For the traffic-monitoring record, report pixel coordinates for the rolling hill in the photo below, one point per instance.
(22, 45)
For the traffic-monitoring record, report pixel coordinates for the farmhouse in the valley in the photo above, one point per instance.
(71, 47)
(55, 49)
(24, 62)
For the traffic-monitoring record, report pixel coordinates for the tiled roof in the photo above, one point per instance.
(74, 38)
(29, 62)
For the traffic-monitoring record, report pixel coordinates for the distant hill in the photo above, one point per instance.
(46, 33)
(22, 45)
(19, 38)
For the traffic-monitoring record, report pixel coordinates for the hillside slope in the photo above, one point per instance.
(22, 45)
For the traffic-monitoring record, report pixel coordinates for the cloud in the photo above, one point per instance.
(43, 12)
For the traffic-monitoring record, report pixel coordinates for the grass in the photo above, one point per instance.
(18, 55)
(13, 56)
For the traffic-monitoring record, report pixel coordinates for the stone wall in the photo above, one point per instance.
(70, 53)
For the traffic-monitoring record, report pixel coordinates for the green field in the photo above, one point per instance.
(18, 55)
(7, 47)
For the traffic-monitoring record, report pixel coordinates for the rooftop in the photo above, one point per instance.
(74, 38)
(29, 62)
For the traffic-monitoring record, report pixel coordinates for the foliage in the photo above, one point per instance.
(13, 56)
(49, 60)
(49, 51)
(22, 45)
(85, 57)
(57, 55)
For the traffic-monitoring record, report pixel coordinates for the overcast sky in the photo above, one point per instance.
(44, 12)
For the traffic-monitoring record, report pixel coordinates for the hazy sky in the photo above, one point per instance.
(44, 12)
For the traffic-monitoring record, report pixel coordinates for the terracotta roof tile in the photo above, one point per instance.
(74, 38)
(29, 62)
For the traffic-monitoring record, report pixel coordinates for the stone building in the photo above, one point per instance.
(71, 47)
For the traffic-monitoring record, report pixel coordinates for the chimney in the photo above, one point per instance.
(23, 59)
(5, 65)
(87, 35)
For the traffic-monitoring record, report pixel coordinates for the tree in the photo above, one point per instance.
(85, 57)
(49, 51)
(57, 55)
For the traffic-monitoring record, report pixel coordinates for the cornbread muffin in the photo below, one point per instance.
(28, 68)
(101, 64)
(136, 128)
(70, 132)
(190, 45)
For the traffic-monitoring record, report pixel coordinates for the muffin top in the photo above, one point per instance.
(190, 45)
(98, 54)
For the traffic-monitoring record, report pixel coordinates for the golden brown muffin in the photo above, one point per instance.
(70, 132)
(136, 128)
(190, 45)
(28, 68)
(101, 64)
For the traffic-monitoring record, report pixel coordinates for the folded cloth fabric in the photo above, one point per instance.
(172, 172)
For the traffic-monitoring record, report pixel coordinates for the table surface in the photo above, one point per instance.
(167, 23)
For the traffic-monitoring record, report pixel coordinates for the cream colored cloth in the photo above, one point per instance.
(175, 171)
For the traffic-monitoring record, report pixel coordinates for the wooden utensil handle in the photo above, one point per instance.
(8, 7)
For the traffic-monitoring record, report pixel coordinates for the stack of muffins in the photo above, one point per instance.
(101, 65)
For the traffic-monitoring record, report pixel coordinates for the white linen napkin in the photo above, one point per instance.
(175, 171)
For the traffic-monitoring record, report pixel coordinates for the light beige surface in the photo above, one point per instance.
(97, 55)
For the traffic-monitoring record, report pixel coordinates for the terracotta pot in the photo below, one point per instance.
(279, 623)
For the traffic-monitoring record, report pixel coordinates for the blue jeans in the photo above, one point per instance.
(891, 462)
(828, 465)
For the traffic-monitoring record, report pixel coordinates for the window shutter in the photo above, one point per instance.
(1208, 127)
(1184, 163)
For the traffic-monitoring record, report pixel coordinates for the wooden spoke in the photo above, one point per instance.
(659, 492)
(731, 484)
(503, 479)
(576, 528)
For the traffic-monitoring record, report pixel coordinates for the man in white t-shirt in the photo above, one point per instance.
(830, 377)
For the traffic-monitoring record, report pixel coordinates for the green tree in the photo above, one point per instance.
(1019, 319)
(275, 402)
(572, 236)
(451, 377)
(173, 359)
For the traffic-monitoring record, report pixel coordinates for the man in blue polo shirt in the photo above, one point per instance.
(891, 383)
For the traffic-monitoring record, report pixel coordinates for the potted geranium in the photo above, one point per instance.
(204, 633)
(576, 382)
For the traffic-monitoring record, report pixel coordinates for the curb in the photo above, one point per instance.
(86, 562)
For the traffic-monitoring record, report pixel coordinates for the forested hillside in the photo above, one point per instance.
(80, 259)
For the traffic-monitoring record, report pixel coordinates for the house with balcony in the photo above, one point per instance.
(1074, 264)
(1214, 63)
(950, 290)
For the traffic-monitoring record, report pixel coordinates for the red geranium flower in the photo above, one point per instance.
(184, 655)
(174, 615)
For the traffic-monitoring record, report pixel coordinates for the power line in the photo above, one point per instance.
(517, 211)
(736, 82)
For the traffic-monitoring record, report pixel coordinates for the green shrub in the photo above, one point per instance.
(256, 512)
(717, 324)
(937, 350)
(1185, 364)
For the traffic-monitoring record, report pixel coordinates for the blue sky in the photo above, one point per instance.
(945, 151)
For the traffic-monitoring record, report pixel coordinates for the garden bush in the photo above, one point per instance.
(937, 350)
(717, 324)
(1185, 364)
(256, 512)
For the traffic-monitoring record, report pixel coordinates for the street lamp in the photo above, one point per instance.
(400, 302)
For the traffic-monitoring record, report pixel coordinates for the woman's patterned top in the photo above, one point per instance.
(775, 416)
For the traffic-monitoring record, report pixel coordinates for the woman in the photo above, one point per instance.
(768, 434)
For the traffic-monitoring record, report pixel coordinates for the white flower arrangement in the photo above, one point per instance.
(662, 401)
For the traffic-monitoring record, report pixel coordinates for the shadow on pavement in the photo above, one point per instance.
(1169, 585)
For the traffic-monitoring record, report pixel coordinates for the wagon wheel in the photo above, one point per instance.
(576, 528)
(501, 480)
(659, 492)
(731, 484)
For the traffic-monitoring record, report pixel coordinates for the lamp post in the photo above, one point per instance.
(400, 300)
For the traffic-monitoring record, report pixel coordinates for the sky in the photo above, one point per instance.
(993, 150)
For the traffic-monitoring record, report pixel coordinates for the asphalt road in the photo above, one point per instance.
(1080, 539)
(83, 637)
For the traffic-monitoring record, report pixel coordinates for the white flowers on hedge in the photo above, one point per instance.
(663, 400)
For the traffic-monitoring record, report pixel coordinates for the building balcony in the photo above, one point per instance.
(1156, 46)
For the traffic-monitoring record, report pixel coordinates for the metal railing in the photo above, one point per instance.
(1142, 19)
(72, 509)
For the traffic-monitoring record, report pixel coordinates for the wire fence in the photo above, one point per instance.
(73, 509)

### Exercise description
Set out all of the lines above as a numbered list, leaving out any blank lines.

### Solution to the exercise
1. For the traffic-monitoring record, report pixel coordinates for the rolling hill in the photo below, one point per instance.
2. (22, 45)
3. For the traffic-monitoring record, report pixel coordinates for the farmhouse in the valley in the photo above, one point per instance.
4. (71, 47)
5. (55, 49)
6. (24, 62)
7. For the traffic-monitoring record, report pixel coordinates for the tiled roof in the photo above, one point per instance.
8. (74, 38)
9. (29, 62)
10. For the traffic-monitoring record, report pixel coordinates for the distant hill in the photo above, one point per instance.
11. (46, 33)
12. (22, 45)
13. (19, 38)
14. For the traffic-monitoring record, report pixel coordinates for the hillside slope in the photo above, one point per instance.
15. (22, 45)
16. For the traffic-monitoring record, report pixel coordinates for the cloud in the photo above, one point per instance.
17. (43, 12)
18. For the traffic-monitoring record, report pixel coordinates for the grass in the photo above, one point per instance.
19. (18, 55)
20. (13, 56)
21. For the traffic-monitoring record, report pixel coordinates for the stone wall in the photo above, one point per instance.
22. (70, 53)
23. For the traffic-monitoring record, report pixel coordinates for the green field in the photo above, one point per instance.
24. (18, 55)
25. (7, 47)
26. For the traffic-monitoring record, report pixel coordinates for the rooftop in the photo above, one point per instance.
27. (74, 38)
28. (29, 62)
29. For the traffic-monitoring record, report pixel coordinates for the foliage in the photo above, one point per instance.
30. (13, 56)
31. (49, 60)
32. (49, 51)
33. (22, 45)
34. (85, 57)
35. (57, 55)
36. For the traffic-monitoring record, report pixel coordinates for the overcast sky in the photo above, one point per instance.
37. (44, 12)
38. For the traffic-monitoring record, report pixel coordinates for the hazy sky in the photo above, one point per instance.
39. (44, 12)
40. For the traffic-monitoring record, report pixel coordinates for the terracotta roof tile in the photo above, one point per instance.
41. (74, 38)
42. (29, 62)
43. For the traffic-monitoring record, report pixel coordinates for the stone building in the photo above, one point per instance.
44. (71, 47)
45. For the traffic-monitoring record, report pixel coordinates for the chimney in the photo above, one point per instance.
46. (23, 59)
47. (5, 65)
48. (87, 35)
49. For the traffic-monitoring record, report pixel coordinates for the tree in the photo above, one point per instance.
50. (85, 57)
51. (49, 51)
52. (57, 55)
53. For the traffic-monitoring record, report pixel coordinates for the cornbread muffin in the photo below, one point per instance.
54. (28, 68)
55. (101, 64)
56. (136, 128)
57. (70, 132)
58. (190, 45)
59. For the traffic-monitoring record, report pixel coordinates for the muffin top in the photo above, one point per instance.
60. (190, 45)
61. (98, 54)
62. For the traffic-monitoring record, report pixel coordinates for the golden brown muffin in the photo above, one point per instance.
63. (70, 132)
64. (136, 128)
65. (190, 45)
66. (28, 68)
67. (101, 64)
68. For the traffic-monitoring record, report pixel coordinates for the folded cloth fabric in the photo above, one point per instance.
69. (172, 172)
70. For the traffic-monitoring record, report pixel coordinates for the table surface in the photo above, one point per instance.
71. (167, 23)
72. For the traffic-monitoring record, report pixel coordinates for the cream colored cloth in the photo above, one point per instance.
73. (175, 171)
74. For the traffic-monitoring record, report pixel coordinates for the wooden utensil handle in the photo above, one point per instance.
75. (8, 7)
76. For the traffic-monitoring record, report pixel coordinates for the stack of muffins in the photo above, one point per instance.
77. (101, 65)
78. For the traffic-monitoring record, report pixel coordinates for the white linen napkin in the photo above, one point per instance.
79. (175, 171)
80. For the traffic-monitoring record, report pixel coordinates for the light beige surface in the photo above, one point per instance.
81. (97, 55)
82. For the traffic-monitoring record, report pixel coordinates for the terracotta pot in the photo below, one point per instance.
83. (279, 623)
84. For the traffic-monitoring record, report pixel coordinates for the blue jeans in the photo above, one point per instance.
85. (891, 462)
86. (828, 465)
87. For the traffic-monitoring record, report pixel coordinates for the window shutter in the photo above, one point per instance.
88. (1208, 127)
89. (1184, 163)
90. For the traffic-monitoring record, report pixel coordinates for the wooden spoke in the photo above, one point per instance.
91. (659, 492)
92. (731, 484)
93. (503, 479)
94. (576, 528)
95. For the traffic-monitoring record, report pixel coordinates for the man in white t-shirt in the photo above, one point per instance.
96. (830, 377)
97. For the traffic-monitoring record, report pixel coordinates for the green tree in the photo above, one point per instance.
98. (1019, 319)
99. (275, 402)
100. (572, 236)
101. (451, 377)
102. (173, 359)
103. For the traffic-monitoring record, report pixel coordinates for the man in blue polo shirt in the photo above, one point per instance.
104. (891, 383)
105. For the traffic-monitoring record, report pixel coordinates for the potted geranium in the photo above, one point per instance.
106. (204, 633)
107. (576, 382)
108. For the traffic-monitoring record, report pixel coordinates for the curb in the photo above, one point per instance.
109. (86, 562)
110. For the traffic-monitoring record, report pixel coordinates for the forested hillside in the photo above, one point per instance.
111. (80, 259)
112. For the traffic-monitoring record, report pixel coordinates for the house with balcony in the photo above, one point per instance.
113. (1074, 264)
114. (1214, 63)
115. (950, 290)
116. For the traffic-monitoring record, report pixel coordinates for the red geranium flower in the photo above, one point per instance.
117. (184, 655)
118. (174, 615)
119. For the traffic-monitoring record, report pixel coordinates for the power line in the photo above, one point per instance.
120. (517, 211)
121. (736, 82)
122. For the traffic-monitoring record, report pixel coordinates for the green shrub in the photo above, one point per instance.
123. (256, 512)
124. (717, 324)
125. (937, 350)
126. (1185, 364)
127. For the traffic-monitoring record, report pixel coordinates for the blue sky in the photo above, one point per instance.
128. (945, 151)
129. For the traffic-monitoring record, report pixel coordinates for the garden bush in the photo above, one point per instance.
130. (937, 350)
131. (717, 324)
132. (1185, 364)
133. (256, 512)
134. For the traffic-monitoring record, report pixel coordinates for the street lamp in the photo above, one point per instance.
135. (400, 302)
136. For the traffic-monitoring record, report pixel coordinates for the woman's patterned top in the photo above, one point per instance.
137. (775, 416)
138. For the traffic-monitoring record, report pixel coordinates for the woman in the photo above, one point per instance.
139. (768, 434)
140. For the traffic-monitoring record, report pixel coordinates for the white flower arrangement in the photo above, one point per instance.
141. (662, 401)
142. For the traffic-monitoring record, report pixel coordinates for the shadow on pavement in the photo above, one point per instance.
143. (1169, 585)
144. For the traffic-monitoring record, report pixel coordinates for the wagon wheel in the photo above, one point per instance.
145. (576, 528)
146. (501, 480)
147. (659, 492)
148. (731, 484)
149. For the traffic-monitoring record, report pixel coordinates for the lamp post in the photo above, one point per instance.
150. (400, 300)
151. For the traffic-monitoring record, report pixel coordinates for the sky in the photo above, one point per instance.
152. (993, 150)
153. For the traffic-monitoring record, report pixel coordinates for the asphalt road in the photo above, one point per instance.
154. (1080, 539)
155. (83, 637)
156. For the traffic-monitoring record, report pixel coordinates for the white flowers on hedge in the photo above, one point per instance.
157. (663, 400)
158. For the traffic-monitoring record, report pixel coordinates for the building balcony in the photo above, one point per instance.
159. (1156, 46)
160. For the traffic-monitoring record, report pixel coordinates for the metal railing in the photo above, one point per instance.
161. (1142, 19)
162. (72, 509)
163. For the traffic-monitoring record, report pixel coordinates for the wire fence in the photo above, one point per instance.
164. (73, 509)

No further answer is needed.